-------- Text passage --------
The 50th anniversary of the 1967 Abortion Act made the BBC revisit the debate about abortion in The Moral Maze. Confusion, obfuscation and biblical illiteracy are still the order of the day.
The debate proceeded along the usual lines to little effect, so it is worth recording here a list of the topics which are usually missing from a broadcast discussion on abortion, even studiously avoided, and they were missing from this discussion.
Your favourite subjects may be missing from this list – probably because they are usually discussed. This list is about those topics that are not discussed, along with my comments as sub-points.
- God, our Creator, to whom we are ultimately accountable is usually omitted:
- the Roman Catholic contributor to this debate even denied it was a theological issue and put it into the category of basic human rights.
- George Galloway acknowledges our accountability to God as his motive in public life. It would be good if more people recognised this.
- Christian morality is silenced by defaulting to secular morality.
- Jesus’ blessing unborn children in the womb Lk 18:15,17, Lk 1:41,44 is hardly known, far less mentioned.
- divine providence is not discussed nor even mentioned because the debate is framed around secular morality.
- The concept of choice is very selective:
- the father’s choice is hardly ever mentioned, was not mentioned in this programme, and the effect on his mental health is ignored.
- it is assumed that personal autonomy means that the mother’s choice is paramount; it is rarely challenged and it is only countered by the child’s right to life.
- the concept of wrong choice is Christian morality, which secular morality usually succeeds in silencing.
- secular repentance is replacing Christian repentance, the former being considered acceptable but the latter unacceptable, especially if it involves gender orientation and other Christian issues.
- The mental health of mothers after abortion is ignored, whereas many have to live with the guilt of their choice and action, and some come to regret it. Even ‘Jane Roe’ in the landmark US Supreme Court case Roe v Wade changed from being a pro- to an anti-abortion activist.
- The mental health of the father, both those for and against abortion, is ignored.
-------- Source data --------
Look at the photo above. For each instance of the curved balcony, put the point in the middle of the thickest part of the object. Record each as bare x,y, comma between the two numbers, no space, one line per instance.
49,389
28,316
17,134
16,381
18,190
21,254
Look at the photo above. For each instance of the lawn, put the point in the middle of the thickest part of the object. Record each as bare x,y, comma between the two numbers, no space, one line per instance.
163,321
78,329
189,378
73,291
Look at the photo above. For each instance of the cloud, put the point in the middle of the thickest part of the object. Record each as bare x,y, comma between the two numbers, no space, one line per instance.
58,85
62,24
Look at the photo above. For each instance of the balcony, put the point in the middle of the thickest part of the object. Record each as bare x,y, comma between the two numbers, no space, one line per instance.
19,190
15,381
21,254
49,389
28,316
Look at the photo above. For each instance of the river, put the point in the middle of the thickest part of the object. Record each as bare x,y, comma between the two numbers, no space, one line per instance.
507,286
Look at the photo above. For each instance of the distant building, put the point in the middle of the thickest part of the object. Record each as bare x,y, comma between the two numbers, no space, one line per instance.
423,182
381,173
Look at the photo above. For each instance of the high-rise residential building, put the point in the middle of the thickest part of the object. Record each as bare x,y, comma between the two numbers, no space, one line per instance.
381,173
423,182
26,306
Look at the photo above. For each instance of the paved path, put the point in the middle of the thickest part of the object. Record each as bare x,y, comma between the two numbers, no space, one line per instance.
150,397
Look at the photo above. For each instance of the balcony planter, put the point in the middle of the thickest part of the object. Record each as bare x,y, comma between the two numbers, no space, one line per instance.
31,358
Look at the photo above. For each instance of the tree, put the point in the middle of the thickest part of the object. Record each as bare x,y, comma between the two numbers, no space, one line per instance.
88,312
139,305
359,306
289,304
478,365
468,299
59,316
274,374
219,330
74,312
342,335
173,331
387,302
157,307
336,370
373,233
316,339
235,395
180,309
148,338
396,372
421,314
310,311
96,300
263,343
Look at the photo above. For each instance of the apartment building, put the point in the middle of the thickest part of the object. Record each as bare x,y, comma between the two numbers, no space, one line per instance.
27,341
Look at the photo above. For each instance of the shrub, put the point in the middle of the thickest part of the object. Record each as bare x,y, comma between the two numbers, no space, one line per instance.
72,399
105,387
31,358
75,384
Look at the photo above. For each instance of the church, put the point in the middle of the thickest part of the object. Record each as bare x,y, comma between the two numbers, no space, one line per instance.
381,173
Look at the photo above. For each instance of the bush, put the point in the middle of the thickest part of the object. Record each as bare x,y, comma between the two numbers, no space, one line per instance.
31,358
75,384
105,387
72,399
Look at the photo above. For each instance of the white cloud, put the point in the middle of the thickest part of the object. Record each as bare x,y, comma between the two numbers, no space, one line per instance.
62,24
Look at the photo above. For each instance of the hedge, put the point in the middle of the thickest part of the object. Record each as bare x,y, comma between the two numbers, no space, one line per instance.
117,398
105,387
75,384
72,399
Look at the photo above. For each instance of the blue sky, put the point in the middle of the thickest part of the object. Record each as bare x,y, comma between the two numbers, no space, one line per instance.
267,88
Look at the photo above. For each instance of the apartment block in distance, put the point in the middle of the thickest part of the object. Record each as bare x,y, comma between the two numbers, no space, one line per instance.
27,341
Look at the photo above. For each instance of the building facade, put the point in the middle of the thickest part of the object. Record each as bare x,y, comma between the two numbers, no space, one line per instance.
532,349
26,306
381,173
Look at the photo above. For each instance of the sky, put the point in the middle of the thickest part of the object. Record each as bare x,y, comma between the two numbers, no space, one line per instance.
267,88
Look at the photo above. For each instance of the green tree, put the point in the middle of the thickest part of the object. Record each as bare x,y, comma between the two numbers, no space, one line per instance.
--------
— Activity A —
In the text on the abortion debate, what category did the Roman Catholic contributor put the issue into instead of calling it theological?
— Activity B —
Continue the text on the abortion debate from the point where it stops.

— Written answer A —
Basic human rights.

— Written answer B —
- The much lower gestational limits for abortion in other countries is rarely mentioned.
- The biblical definition of conception is notable by its complete absence:
- Giles Fraser came close to it by drawing attention to the older Christian teaching that ‘quickening’ announces the beginning of human life in the womb, but the public needs more explanation.
- The biblical exegesis of conception shows that ‘conception is not fertilisation’ but that it is associated with implantation in the womb.
- The soul given by God is imparted sometime around or after conception and before ‘quickening’.
- There is a failure to discuss the reasons why a pregnant mother will not carry the child to full term, even for adoption if need be. It is simply assumed that her wish and her choice is paramount.
- the ungodly desire to reject the conceived child is rarely discussed, and discussion begins at the act of abortion instead of the desire to abort. If selfishness is mentioned, it is quickly dismissed from the discussion.
- the ungodly preference to abort rather than to carry the child to term is simply assumed to be a right, which avoids discussing the reasons why this is so and why they do not want their child adopted by someone who would care for it.
- The lack of responsibility for becoming pregnant with an unwanted pregnancy is almost never mentioned:
- the only specific cases usually mentioned are rape, incest and mothers with learning difficulties, in other words situations of abuse, which avoids discussing other cases;
- ‘every child a wanted child’ is abused as a right to abort an unwanted child rather than exposing the shame of not wanting it.
- the failure of secular theories about sex education is the context that is rarely if ever mentioned.
- The wickedness of abortion is not mentioned:
- because wickedness belongs to Christian morality and the debate is sanitised and reframed into rights, personal and moral choice, medical procedures, etc.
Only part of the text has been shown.